*Task directions:* Write the next part of the gunfire forum thread, picking up right after its last post.

# Gunfire



## MaidenScotland (Jun 6, 2009)

Just heard about 10 gunshots and police sirens going on all around me...


----------



## canuck2010 (Jan 13, 2010)

Sounds exciting, nothing happens here in boring Maadi.


----------



## MaidenScotland (Jun 6, 2009)

canuck2010 said:


> Sounds exciting, nothing happens here in boring Maadi.




believe me boring is good


----------



## Sonrisa (Sep 2, 2010)

didnt u hear gunfire yesterday in maadi, Canuck, last night about 9


----------



## starlet (Sep 30, 2012)

Sorry for my stupid question but Maadi is included in the unrest? I was hoping its far away enough from Thairir Square .....,?!


----------



## MaidenScotland (Jun 6, 2009)

starlet said:


> Sorry for my stupid question but Maadi is included in the unrest? I was hoping its far away enough from Thairir Square .....,?!

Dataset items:

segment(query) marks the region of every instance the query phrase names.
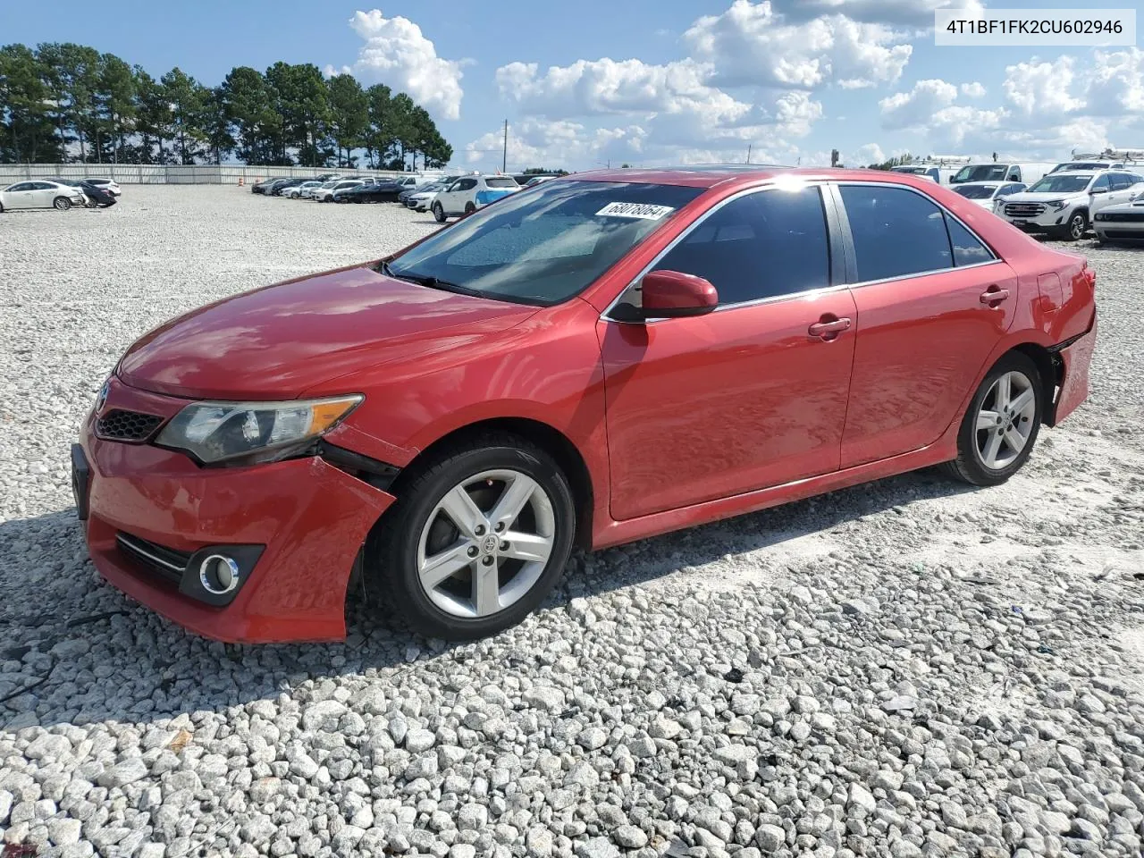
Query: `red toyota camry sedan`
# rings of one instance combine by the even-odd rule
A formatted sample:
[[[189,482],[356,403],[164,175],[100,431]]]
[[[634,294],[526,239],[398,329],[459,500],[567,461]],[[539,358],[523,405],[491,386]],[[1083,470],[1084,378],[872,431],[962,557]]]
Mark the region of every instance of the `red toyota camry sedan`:
[[[1095,279],[904,174],[573,175],[142,337],[77,507],[109,581],[208,637],[341,638],[351,579],[488,635],[573,546],[927,466],[1004,482],[1087,396]]]

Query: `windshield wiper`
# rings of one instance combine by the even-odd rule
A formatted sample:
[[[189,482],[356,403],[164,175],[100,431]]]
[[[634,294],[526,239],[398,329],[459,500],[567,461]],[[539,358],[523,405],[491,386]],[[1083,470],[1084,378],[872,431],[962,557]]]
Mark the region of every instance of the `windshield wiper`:
[[[381,272],[387,277],[395,277],[398,280],[408,280],[418,284],[419,286],[427,286],[430,289],[455,292],[459,295],[471,295],[472,297],[487,297],[487,295],[485,295],[485,293],[480,289],[475,289],[471,286],[462,286],[459,283],[442,280],[439,277],[434,277],[432,275],[415,275],[410,271],[394,271],[389,267],[388,262],[381,263]]]

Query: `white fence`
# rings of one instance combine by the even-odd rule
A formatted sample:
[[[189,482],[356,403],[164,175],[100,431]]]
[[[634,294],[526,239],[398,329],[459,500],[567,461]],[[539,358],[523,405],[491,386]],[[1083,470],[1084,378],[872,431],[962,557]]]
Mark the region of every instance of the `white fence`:
[[[309,177],[323,173],[342,176],[399,176],[384,169],[337,167],[260,167],[243,164],[0,164],[0,186],[26,178],[113,178],[120,184],[253,184],[268,176]]]

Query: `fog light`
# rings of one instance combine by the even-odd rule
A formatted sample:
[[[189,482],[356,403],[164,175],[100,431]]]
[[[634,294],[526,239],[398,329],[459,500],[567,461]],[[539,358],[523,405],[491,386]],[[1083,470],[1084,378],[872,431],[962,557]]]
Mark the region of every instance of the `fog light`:
[[[238,587],[238,563],[221,554],[212,554],[199,564],[199,583],[215,596],[225,596]]]

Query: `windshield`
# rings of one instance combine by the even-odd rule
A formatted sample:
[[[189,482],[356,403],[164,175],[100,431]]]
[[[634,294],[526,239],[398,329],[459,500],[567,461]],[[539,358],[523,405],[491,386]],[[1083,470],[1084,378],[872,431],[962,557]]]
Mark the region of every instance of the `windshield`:
[[[1088,183],[1093,181],[1093,176],[1066,176],[1062,174],[1048,175],[1040,182],[1034,182],[1030,189],[1030,193],[1080,193],[1086,188]]]
[[[1054,168],[1054,173],[1064,173],[1066,170],[1074,169],[1107,169],[1107,164],[1101,164],[1098,161],[1071,161],[1068,164],[1060,164]]]
[[[953,182],[987,182],[991,178],[1004,178],[1008,164],[970,164],[962,167],[953,176]]]
[[[702,190],[546,182],[436,232],[394,260],[389,270],[502,301],[556,304],[582,292]]]
[[[966,199],[990,199],[998,189],[995,184],[972,184],[968,188],[954,188]]]

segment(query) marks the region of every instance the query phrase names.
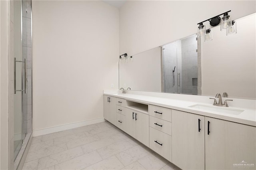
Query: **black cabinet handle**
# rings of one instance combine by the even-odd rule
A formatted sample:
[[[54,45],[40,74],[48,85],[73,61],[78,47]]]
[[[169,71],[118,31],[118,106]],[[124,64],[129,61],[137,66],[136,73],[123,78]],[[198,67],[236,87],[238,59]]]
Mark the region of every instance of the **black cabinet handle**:
[[[158,143],[158,144],[160,144],[160,145],[161,145],[161,146],[163,146],[163,144],[162,144],[162,143],[160,143],[158,142],[157,142],[157,140],[155,140],[155,142],[156,143]]]
[[[154,123],[154,124],[156,125],[157,125],[158,126],[159,126],[160,127],[163,127],[163,125],[158,125],[156,123]]]
[[[155,111],[154,112],[155,113],[156,113],[160,114],[161,115],[163,114],[163,113],[160,113],[160,112],[158,112],[156,111]]]

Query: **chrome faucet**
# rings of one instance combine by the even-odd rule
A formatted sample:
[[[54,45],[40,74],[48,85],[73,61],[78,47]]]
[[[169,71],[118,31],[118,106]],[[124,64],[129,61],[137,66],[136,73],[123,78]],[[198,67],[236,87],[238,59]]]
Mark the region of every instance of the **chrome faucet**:
[[[223,97],[228,97],[228,95],[226,92],[224,92],[223,93]],[[214,105],[215,106],[222,106],[223,107],[228,107],[228,103],[227,101],[233,101],[233,100],[225,100],[224,101],[224,104],[222,104],[222,98],[221,97],[221,95],[220,94],[218,93],[216,94],[215,96],[216,98],[219,98],[219,101],[218,103],[217,103],[217,101],[216,100],[216,99],[210,98],[209,99],[214,99],[214,101],[212,105]]]
[[[124,91],[124,89],[123,87],[120,88],[120,89],[122,90],[122,93],[125,93],[125,91]]]

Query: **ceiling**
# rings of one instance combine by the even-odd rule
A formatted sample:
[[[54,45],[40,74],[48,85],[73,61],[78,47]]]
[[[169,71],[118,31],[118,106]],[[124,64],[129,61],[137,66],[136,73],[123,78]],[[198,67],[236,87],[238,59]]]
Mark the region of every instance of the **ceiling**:
[[[110,5],[118,8],[120,8],[126,2],[126,0],[102,0],[104,2]]]

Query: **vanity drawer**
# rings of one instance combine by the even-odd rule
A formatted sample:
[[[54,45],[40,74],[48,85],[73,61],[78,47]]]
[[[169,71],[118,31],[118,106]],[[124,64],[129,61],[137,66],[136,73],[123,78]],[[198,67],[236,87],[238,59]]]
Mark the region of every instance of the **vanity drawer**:
[[[126,106],[126,100],[124,99],[116,98],[116,105],[125,107]]]
[[[122,106],[116,105],[116,113],[125,115],[125,109],[126,108]]]
[[[149,128],[149,147],[172,162],[172,136],[151,127]]]
[[[128,123],[125,116],[120,113],[116,114],[116,127],[122,130],[127,132]]]
[[[149,126],[168,134],[172,135],[172,123],[150,116]]]
[[[149,105],[149,115],[172,122],[172,109],[160,106]]]

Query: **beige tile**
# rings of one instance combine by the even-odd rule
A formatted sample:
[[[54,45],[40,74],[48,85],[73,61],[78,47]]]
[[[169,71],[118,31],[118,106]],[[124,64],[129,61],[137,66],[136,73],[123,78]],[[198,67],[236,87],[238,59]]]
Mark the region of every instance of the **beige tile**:
[[[137,145],[120,152],[116,156],[125,166],[126,166],[150,153],[149,149],[141,145]]]
[[[22,170],[32,170],[37,169],[37,165],[38,163],[38,159],[28,162],[24,164]]]
[[[141,165],[139,162],[136,161],[132,164],[130,164],[127,166],[122,169],[124,170],[145,170],[145,168]]]
[[[54,141],[54,144],[57,144],[68,142],[80,138],[85,136],[86,136],[86,135],[84,133],[82,132],[55,138],[53,139],[53,140]]]
[[[124,165],[114,156],[88,166],[85,170],[120,170]]]
[[[166,159],[156,154],[150,154],[138,161],[147,169],[160,169],[168,163]]]
[[[75,147],[81,146],[87,143],[90,143],[100,139],[100,138],[96,135],[89,136],[88,136],[80,138],[77,139],[72,140],[66,143],[68,148],[74,148]]]
[[[37,169],[44,169],[58,163],[58,162],[56,160],[50,158],[50,156],[44,157],[38,159]]]
[[[61,163],[84,154],[81,147],[78,146],[50,156],[50,157]]]
[[[108,137],[82,145],[81,147],[84,153],[86,153],[114,143],[115,141],[112,138]]]
[[[102,158],[105,159],[117,154],[120,152],[131,148],[133,146],[129,142],[124,140],[108,146],[101,148],[97,150]]]
[[[58,170],[82,169],[102,160],[100,154],[95,151],[56,165],[55,168]]]
[[[43,149],[39,149],[34,152],[28,152],[25,162],[45,157],[56,153],[68,149],[66,143],[49,146]]]

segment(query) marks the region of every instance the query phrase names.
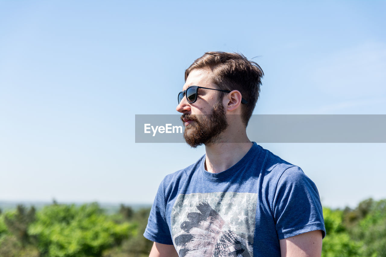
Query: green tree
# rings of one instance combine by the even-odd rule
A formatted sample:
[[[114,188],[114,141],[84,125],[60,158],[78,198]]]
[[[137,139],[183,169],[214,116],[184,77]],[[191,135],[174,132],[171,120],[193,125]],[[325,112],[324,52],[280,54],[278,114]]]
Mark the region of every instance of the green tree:
[[[342,223],[343,212],[323,208],[327,232],[323,239],[323,257],[362,256],[362,245],[353,240]]]
[[[37,215],[29,232],[37,238],[41,256],[101,256],[135,233],[127,222],[115,222],[96,203],[77,207],[54,204]]]
[[[386,200],[365,200],[353,211],[364,214],[349,230],[354,239],[363,243],[363,256],[386,256]]]
[[[18,205],[15,212],[7,213],[4,222],[8,231],[14,235],[24,246],[30,241],[27,231],[28,226],[35,220],[36,210],[33,206],[29,210],[23,205]]]

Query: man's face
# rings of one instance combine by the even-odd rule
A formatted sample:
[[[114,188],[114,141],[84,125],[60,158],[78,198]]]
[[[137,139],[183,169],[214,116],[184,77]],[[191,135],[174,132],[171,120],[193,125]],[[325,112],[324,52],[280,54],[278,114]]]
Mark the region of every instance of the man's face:
[[[193,70],[188,76],[183,90],[191,86],[217,88],[211,81],[211,76],[209,70]],[[218,96],[215,90],[200,88],[195,102],[190,103],[184,96],[177,106],[177,110],[183,113],[181,120],[185,125],[184,138],[190,146],[195,148],[215,142],[228,127],[225,108]]]

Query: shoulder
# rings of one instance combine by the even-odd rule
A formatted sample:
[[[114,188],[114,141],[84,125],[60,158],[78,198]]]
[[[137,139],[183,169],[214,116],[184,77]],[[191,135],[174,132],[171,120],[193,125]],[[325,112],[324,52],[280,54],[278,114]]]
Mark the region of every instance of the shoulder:
[[[164,187],[165,188],[173,188],[181,182],[189,180],[200,170],[201,166],[205,159],[205,156],[204,155],[195,162],[185,169],[166,175],[162,181]]]

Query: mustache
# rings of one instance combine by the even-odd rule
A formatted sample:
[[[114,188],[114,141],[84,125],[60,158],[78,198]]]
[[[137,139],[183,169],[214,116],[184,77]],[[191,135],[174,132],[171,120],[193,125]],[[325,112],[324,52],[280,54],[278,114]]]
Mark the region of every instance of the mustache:
[[[184,122],[184,120],[190,120],[196,122],[198,122],[198,120],[197,118],[194,115],[189,114],[188,113],[184,113],[181,115],[181,121]]]

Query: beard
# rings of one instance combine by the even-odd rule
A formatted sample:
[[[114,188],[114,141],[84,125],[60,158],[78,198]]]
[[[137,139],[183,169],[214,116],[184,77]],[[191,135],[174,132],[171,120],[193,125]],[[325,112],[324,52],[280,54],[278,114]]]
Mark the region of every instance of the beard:
[[[185,127],[184,131],[185,142],[194,148],[214,143],[229,125],[224,106],[220,102],[215,104],[210,114],[186,114],[181,116],[183,122],[184,118],[195,122]]]

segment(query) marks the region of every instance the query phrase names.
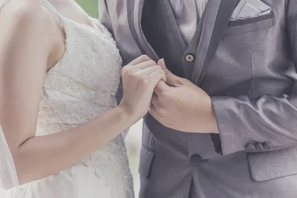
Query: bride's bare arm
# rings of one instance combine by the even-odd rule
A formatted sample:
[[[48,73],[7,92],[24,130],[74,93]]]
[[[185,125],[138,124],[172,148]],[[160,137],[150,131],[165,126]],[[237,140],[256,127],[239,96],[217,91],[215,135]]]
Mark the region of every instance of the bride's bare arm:
[[[47,14],[9,5],[0,12],[0,123],[20,184],[65,169],[137,122],[147,113],[153,89],[165,76],[160,66],[142,56],[122,70],[124,94],[119,106],[69,130],[35,137],[58,31]]]

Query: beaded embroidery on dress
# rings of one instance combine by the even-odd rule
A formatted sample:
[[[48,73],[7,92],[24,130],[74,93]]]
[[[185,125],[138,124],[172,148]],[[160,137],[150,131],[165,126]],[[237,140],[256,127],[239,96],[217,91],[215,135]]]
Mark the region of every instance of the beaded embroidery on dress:
[[[65,53],[47,72],[41,95],[36,135],[43,136],[67,130],[115,107],[122,60],[111,35],[97,20],[92,19],[94,27],[79,24],[63,17],[47,0],[37,0],[59,16],[66,36]],[[0,10],[9,1],[0,0]],[[134,198],[123,136],[56,175],[1,191],[0,197]]]

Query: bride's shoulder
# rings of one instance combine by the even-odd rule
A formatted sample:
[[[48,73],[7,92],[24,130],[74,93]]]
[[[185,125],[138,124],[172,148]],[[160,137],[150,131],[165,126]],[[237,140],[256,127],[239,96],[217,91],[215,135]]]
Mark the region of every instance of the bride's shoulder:
[[[51,15],[36,0],[12,0],[0,10],[0,25],[3,27],[2,25],[25,30],[41,25],[47,29],[54,23]]]

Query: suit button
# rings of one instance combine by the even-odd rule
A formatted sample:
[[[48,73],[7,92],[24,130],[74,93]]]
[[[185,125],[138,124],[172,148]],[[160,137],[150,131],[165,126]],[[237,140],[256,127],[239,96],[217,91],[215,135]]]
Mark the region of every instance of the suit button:
[[[263,150],[263,146],[260,143],[255,144],[255,148],[258,150]]]
[[[186,55],[186,60],[187,60],[188,62],[192,62],[194,61],[195,59],[195,57],[193,54],[188,53]]]
[[[199,166],[202,162],[202,158],[200,155],[195,154],[190,158],[190,163],[193,166]]]
[[[255,149],[255,147],[253,145],[249,144],[246,146],[246,150],[252,150],[254,149]]]
[[[263,147],[264,147],[264,148],[265,149],[268,149],[271,148],[271,145],[270,145],[270,144],[269,144],[269,142],[265,142],[263,143],[262,145],[263,146]]]

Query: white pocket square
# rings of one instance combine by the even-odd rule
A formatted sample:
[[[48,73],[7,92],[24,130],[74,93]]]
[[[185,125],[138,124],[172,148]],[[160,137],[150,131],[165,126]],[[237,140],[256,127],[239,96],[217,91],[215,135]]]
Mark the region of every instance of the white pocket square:
[[[234,9],[231,21],[247,19],[269,14],[271,8],[260,0],[242,0]]]

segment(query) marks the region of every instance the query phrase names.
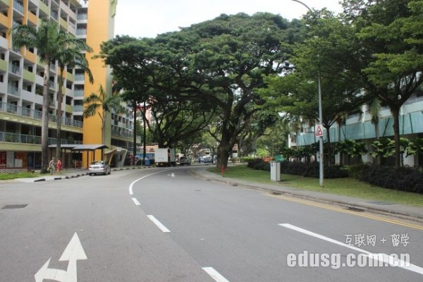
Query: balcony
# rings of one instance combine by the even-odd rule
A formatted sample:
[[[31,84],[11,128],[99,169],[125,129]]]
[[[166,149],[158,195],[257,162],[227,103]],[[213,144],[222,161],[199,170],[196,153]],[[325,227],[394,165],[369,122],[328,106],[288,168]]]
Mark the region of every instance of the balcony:
[[[19,3],[16,1],[13,1],[13,8],[15,9],[15,11],[17,11],[23,15],[23,6],[20,3]]]
[[[26,107],[16,106],[13,104],[4,102],[0,102],[0,113],[12,114],[23,117],[35,118],[37,120],[41,120],[42,118],[42,112],[40,111],[35,111]],[[56,123],[57,121],[57,116],[49,114],[49,121]],[[84,125],[84,123],[80,121],[75,121],[64,117],[63,119],[63,123],[67,125],[81,128]]]
[[[14,85],[8,85],[7,92],[15,96],[20,96],[20,91],[19,88],[15,87]]]

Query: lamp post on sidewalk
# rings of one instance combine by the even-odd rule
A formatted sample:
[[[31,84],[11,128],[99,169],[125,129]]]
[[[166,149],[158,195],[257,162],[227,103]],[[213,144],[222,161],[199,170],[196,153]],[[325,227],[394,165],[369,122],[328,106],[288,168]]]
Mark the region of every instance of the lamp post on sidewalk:
[[[307,8],[312,14],[314,14],[314,12],[308,6],[302,3],[299,0],[292,0],[295,2],[298,2],[305,8]],[[323,120],[323,114],[321,111],[321,87],[320,85],[320,68],[319,68],[318,73],[317,73],[317,84],[319,87],[319,122],[320,124],[322,124]],[[319,136],[319,185],[321,187],[323,187],[323,135]]]

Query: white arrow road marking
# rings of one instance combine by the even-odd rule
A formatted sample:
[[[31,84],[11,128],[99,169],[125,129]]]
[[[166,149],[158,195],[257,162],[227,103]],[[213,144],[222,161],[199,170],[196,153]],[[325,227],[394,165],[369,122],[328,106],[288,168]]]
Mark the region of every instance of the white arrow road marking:
[[[417,272],[419,274],[423,274],[423,268],[418,266],[415,264],[409,263],[410,262],[404,262],[403,260],[398,259],[397,257],[394,257],[393,256],[389,256],[389,255],[388,255],[386,254],[384,254],[384,253],[381,254],[381,255],[382,255],[382,256],[381,256],[381,257],[380,257],[378,255],[375,255],[376,254],[368,252],[365,250],[362,250],[362,249],[358,248],[357,247],[354,247],[354,246],[345,244],[344,243],[337,241],[337,240],[331,239],[329,237],[324,236],[323,235],[315,233],[314,232],[309,231],[307,229],[303,229],[300,227],[298,227],[298,226],[293,226],[293,225],[291,225],[289,223],[283,223],[283,224],[278,224],[278,225],[280,225],[281,226],[283,226],[285,228],[289,228],[289,229],[295,230],[295,231],[300,232],[303,234],[313,236],[313,237],[317,238],[319,239],[324,240],[325,241],[330,242],[335,245],[340,245],[342,247],[348,247],[348,249],[351,249],[351,250],[353,250],[357,252],[364,253],[367,255],[367,257],[369,257],[369,259],[376,259],[379,262],[381,262],[383,264],[384,264],[384,265],[393,264],[396,266],[396,267],[400,267],[402,269],[406,269],[406,270],[408,270],[410,271]]]
[[[171,231],[166,228],[165,226],[161,224],[161,222],[159,221],[157,219],[154,217],[154,216],[149,215],[147,216],[147,217],[148,217],[152,221],[153,221],[154,224],[156,224],[157,227],[159,227],[160,230],[163,232],[171,232]]]
[[[138,202],[138,200],[137,200],[137,198],[132,198],[133,201],[134,202],[134,203],[137,205],[137,206],[140,206],[141,204],[140,203],[140,202]]]
[[[75,233],[66,247],[63,253],[59,260],[60,262],[69,262],[68,269],[49,269],[50,257],[42,267],[35,274],[35,282],[42,282],[44,279],[54,280],[61,282],[77,282],[76,261],[87,259],[81,242]]]
[[[213,267],[203,267],[204,271],[207,273],[216,282],[229,282],[228,280],[221,276],[221,274],[217,272]]]

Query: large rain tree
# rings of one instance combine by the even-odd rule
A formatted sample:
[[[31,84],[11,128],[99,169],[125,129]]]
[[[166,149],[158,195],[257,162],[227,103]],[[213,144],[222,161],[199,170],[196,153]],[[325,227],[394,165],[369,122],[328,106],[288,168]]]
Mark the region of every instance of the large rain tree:
[[[269,104],[279,111],[326,128],[327,155],[331,157],[330,128],[343,116],[357,112],[366,97],[358,75],[345,62],[353,50],[354,30],[326,10],[307,14],[305,40],[293,46],[293,71],[274,76],[262,90]],[[321,90],[322,119],[319,118],[319,80]],[[330,157],[325,159],[330,164]]]
[[[61,44],[63,42],[63,44]],[[92,49],[90,47],[85,41],[73,38],[73,35],[61,30],[59,44],[63,48],[58,50],[56,55],[57,60],[59,75],[59,90],[57,91],[57,123],[56,129],[56,139],[57,147],[56,148],[56,159],[59,159],[61,156],[61,124],[62,110],[61,105],[65,94],[63,93],[63,78],[65,70],[78,67],[87,73],[90,82],[94,82],[94,78],[88,66],[88,61],[85,57],[85,52],[92,52]]]
[[[224,167],[238,135],[264,102],[257,91],[265,87],[264,77],[286,66],[281,46],[295,37],[289,28],[287,20],[270,13],[221,15],[154,39],[140,39],[141,46],[148,45],[142,56],[131,56],[125,44],[104,55],[114,72],[128,66],[133,72],[135,61],[135,68],[148,70],[142,73],[149,79],[142,81],[158,94],[216,106],[218,166]],[[126,61],[116,60],[118,49]]]
[[[423,1],[345,0],[346,20],[357,31],[354,61],[361,62],[366,94],[387,105],[393,118],[395,164],[400,166],[401,106],[423,83]]]

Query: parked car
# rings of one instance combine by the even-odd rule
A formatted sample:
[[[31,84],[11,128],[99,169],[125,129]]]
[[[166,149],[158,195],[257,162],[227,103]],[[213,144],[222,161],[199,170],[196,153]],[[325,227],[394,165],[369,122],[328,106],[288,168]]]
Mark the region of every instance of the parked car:
[[[211,156],[203,157],[203,163],[204,163],[204,164],[212,163],[212,157]]]
[[[106,161],[94,161],[88,167],[88,174],[90,176],[97,173],[110,174],[111,168]]]
[[[187,166],[190,166],[191,165],[191,159],[187,157],[181,157],[180,158],[179,158],[179,164],[180,164],[181,166],[183,165],[187,165]]]

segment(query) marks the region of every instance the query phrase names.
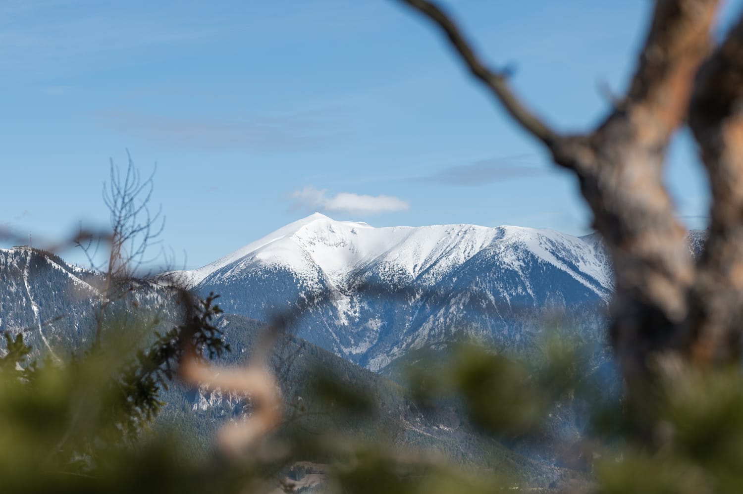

*Task result:*
Yes Maadi gets included, not anywhere near as bad as downtown etc but yes it does spill over there


----------



## starlet (Sep 30, 2012)

Thanks. Any advice? We arrive on Sunday ...


----------



## MaidenScotland (Jun 6, 2009)

starlet said:


> Thanks. Any advice? We arrive on Sunday ...



don't go near any demonstrations, stay away from police stations..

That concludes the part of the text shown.